* Exercise task 1
Answer these questions using the song page below:
(a) Who produced the song?
(b) Which film does the outro's dialogue sample come from?
(c) Who played rhythm guitar for the song at Ozzfest 1999?

* Source passage
'''

Single by Static-X

from the album Wisconsin Death Trip
- Released: February 11, 2000
- Recorded: 1998
- Studio: Grandmaster Studios, Hollywood, California
- Genre: Industrial metal; nu metal;
- Length: 3:24 (album version)
- Label: Warner Bros.
- Songwriters: Tony Campos; Koichi Fukuda; Kenneth Lacey; Wayne Wells;
- Producer: Ulrich Wild

Static-X singles chronology
| "Push It" (1999) | "I'm with Stupid" (2000) | "Bled for Days" (2000) |

Music video
- "I'm With Stupid" on YouTube

= I'm with Stupid (Static-X song) =

"I'm with Stupid" (released as a single under the name of "I'm with Stupid (He's a Loser)") is a song from Static-X's debut album, Wisconsin Death Trip. It was released as a single in February 2000. The song starts off with singer Wayne Static screaming out the words of the chorus, "He’s a loser, she said" and quickly moving on to the main guitar riff that is repeated throughout the song. The outro, a sample of dialogue from actress Linnea Quigley, comes from the 1988 film Sorority Babes in the Slimeball Bowl-O-Rama.

==Live performances==
System of a Down bassist Shavo Odadjian performed rhythm guitar for the song during a performance at Ozzfest 1999.

'''

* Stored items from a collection
'''

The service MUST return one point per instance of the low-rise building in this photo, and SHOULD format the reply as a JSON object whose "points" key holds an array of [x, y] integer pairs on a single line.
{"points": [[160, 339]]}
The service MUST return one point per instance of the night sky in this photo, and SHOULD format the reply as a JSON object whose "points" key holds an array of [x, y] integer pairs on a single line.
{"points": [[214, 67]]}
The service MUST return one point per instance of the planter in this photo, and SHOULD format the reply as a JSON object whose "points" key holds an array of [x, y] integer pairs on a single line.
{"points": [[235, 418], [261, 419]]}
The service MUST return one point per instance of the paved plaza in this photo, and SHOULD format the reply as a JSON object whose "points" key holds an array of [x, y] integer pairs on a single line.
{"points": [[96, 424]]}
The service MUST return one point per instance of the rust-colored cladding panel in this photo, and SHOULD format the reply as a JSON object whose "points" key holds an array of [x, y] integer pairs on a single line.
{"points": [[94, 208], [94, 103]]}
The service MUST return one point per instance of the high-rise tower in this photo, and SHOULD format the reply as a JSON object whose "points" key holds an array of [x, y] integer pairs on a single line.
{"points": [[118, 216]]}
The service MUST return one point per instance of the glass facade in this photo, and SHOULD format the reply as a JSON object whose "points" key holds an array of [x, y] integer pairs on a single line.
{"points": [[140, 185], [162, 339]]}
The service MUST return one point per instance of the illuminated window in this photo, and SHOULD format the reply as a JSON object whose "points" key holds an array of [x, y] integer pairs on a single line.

'''

* Exercise task 2
Count how many lines of the records above contain the string "rise". Reply with the number only.

* Solution 1
(a) Ulrich Wild
(b) Sorority Babes in the Slimeball Bowl-O-Rama (1988)
(c) Shavo Odadjian, bassist of System of a Down

* Solution 2
2